GIVEN REQUEST » Give back exactly the lines running from the line with "Target: sponsor logo on jersey" to the end of the entries, and only those lines.

TASK INPUTS »
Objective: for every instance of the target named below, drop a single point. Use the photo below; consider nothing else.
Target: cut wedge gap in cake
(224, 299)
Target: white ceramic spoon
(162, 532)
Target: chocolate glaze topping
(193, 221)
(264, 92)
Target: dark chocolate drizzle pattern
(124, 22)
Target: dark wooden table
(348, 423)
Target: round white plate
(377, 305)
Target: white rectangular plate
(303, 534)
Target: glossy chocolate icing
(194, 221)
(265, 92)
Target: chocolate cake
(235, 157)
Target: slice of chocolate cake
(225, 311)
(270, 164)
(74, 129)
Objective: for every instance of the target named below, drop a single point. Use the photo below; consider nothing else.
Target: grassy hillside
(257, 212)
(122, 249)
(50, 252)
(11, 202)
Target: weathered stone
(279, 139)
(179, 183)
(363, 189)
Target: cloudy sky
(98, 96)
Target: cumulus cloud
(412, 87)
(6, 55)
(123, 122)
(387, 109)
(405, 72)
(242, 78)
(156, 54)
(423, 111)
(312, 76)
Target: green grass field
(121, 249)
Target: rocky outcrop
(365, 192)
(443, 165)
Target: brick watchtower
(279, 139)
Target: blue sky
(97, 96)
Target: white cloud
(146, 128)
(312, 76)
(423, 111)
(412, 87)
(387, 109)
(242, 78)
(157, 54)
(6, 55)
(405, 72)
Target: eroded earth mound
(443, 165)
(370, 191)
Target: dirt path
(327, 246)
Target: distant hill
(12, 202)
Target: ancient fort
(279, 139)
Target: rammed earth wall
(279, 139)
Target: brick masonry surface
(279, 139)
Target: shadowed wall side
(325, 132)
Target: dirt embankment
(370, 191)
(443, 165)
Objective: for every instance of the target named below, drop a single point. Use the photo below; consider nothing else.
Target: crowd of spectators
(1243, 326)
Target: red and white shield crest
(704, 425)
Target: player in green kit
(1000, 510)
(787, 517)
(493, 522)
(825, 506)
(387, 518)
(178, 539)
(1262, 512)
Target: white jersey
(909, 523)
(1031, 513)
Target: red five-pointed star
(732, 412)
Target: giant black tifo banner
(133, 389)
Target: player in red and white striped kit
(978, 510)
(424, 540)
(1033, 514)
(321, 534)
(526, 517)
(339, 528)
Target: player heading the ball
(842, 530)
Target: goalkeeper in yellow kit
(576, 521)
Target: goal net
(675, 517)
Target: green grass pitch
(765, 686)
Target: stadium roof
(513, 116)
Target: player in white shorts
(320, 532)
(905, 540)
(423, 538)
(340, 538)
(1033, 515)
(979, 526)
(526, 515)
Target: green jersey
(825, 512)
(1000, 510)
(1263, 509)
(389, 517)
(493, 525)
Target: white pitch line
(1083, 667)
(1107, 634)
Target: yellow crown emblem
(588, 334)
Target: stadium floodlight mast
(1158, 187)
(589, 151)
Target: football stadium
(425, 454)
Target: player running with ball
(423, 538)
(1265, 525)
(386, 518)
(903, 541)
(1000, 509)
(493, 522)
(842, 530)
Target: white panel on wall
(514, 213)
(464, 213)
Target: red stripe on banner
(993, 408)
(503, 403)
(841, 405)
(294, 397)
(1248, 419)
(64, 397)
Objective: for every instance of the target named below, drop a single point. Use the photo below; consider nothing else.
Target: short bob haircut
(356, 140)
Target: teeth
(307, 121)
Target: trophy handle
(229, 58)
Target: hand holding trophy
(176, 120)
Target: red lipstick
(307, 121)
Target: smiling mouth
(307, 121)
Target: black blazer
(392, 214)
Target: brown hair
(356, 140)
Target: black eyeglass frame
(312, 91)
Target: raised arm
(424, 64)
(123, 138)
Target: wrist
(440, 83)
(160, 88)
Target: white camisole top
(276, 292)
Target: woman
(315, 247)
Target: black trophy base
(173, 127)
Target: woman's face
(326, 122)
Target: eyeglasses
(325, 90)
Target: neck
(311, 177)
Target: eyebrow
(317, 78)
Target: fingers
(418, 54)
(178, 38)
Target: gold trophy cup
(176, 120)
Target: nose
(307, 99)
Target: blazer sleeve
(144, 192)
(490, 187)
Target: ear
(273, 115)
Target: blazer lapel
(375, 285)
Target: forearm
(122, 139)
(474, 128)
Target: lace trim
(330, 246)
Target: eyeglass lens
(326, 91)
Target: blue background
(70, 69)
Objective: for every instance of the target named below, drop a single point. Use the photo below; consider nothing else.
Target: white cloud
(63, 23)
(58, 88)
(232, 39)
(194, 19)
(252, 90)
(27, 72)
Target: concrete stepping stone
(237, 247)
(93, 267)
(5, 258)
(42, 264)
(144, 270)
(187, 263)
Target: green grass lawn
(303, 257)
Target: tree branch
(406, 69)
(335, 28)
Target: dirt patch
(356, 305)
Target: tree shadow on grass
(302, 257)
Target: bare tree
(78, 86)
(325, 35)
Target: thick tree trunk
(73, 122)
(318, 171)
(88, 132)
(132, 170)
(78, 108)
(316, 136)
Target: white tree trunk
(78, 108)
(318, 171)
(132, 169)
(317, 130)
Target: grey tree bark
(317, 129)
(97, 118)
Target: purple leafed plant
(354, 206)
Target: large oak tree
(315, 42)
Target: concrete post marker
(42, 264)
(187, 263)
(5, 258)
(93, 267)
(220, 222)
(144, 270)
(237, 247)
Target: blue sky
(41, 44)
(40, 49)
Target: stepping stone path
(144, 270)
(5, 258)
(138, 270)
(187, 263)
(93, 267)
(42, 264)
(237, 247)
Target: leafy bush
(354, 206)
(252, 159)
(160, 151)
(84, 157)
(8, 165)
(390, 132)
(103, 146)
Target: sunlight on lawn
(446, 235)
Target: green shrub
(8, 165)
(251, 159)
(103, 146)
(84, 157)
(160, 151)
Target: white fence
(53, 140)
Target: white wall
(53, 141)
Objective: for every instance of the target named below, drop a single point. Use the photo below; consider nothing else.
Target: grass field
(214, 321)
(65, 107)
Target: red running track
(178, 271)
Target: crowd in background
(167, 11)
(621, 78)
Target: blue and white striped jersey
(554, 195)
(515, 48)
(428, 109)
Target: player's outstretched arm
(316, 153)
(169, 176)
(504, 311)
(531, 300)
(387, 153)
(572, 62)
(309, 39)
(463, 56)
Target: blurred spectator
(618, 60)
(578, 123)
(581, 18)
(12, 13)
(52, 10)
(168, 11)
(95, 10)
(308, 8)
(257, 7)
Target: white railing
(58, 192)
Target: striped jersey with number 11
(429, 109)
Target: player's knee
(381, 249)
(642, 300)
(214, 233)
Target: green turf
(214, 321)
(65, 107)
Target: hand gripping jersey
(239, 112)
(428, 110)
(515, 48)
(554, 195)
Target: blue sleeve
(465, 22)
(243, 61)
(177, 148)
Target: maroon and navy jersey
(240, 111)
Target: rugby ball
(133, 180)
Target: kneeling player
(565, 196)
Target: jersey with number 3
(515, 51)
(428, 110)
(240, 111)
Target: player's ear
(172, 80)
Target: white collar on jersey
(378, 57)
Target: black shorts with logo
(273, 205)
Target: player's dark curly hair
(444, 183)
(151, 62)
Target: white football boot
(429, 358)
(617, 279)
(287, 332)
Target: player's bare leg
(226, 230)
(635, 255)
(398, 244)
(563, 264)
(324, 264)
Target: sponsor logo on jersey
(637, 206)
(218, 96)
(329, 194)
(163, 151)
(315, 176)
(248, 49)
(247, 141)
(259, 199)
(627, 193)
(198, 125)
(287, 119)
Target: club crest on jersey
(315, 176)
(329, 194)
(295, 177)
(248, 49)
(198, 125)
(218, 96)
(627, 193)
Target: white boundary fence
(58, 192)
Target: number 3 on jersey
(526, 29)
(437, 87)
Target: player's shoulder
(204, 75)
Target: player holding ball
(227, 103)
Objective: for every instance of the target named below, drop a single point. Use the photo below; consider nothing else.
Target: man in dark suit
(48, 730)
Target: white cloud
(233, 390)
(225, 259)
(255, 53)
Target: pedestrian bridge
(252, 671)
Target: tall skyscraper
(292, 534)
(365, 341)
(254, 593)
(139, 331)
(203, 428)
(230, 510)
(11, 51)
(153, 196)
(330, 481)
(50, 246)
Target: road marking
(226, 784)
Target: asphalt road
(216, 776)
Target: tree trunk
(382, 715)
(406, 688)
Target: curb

FINISHED ANSWER »
Target: sponsor logo on jersey
(637, 206)
(218, 96)
(329, 194)
(163, 151)
(315, 176)
(248, 49)
(247, 141)
(259, 199)
(627, 193)
(198, 125)
(287, 119)
Target: club crest on jersey
(315, 176)
(329, 194)
(295, 177)
(248, 49)
(198, 125)
(218, 96)
(627, 193)
Target: white boundary fence
(58, 192)
Target: number 3 on jersey
(526, 29)
(437, 87)
Target: player's shoulder
(204, 75)
Target: player holding ball
(227, 103)
Objective: for every instance of the target named below, drop a single point. Use the photo below; consider nothing else.
Target: man in dark suit
(48, 730)
Target: white cloud
(233, 390)
(225, 259)
(255, 53)
Target: pedestrian bridge
(252, 671)
Target: tall skyscraper
(292, 534)
(365, 341)
(254, 593)
(139, 331)
(203, 428)
(230, 510)
(11, 51)
(153, 196)
(330, 481)
(50, 246)
Target: road marking
(226, 784)
Target: asphalt road
(216, 776)
Target: tree trunk
(382, 715)
(406, 688)
Target: curb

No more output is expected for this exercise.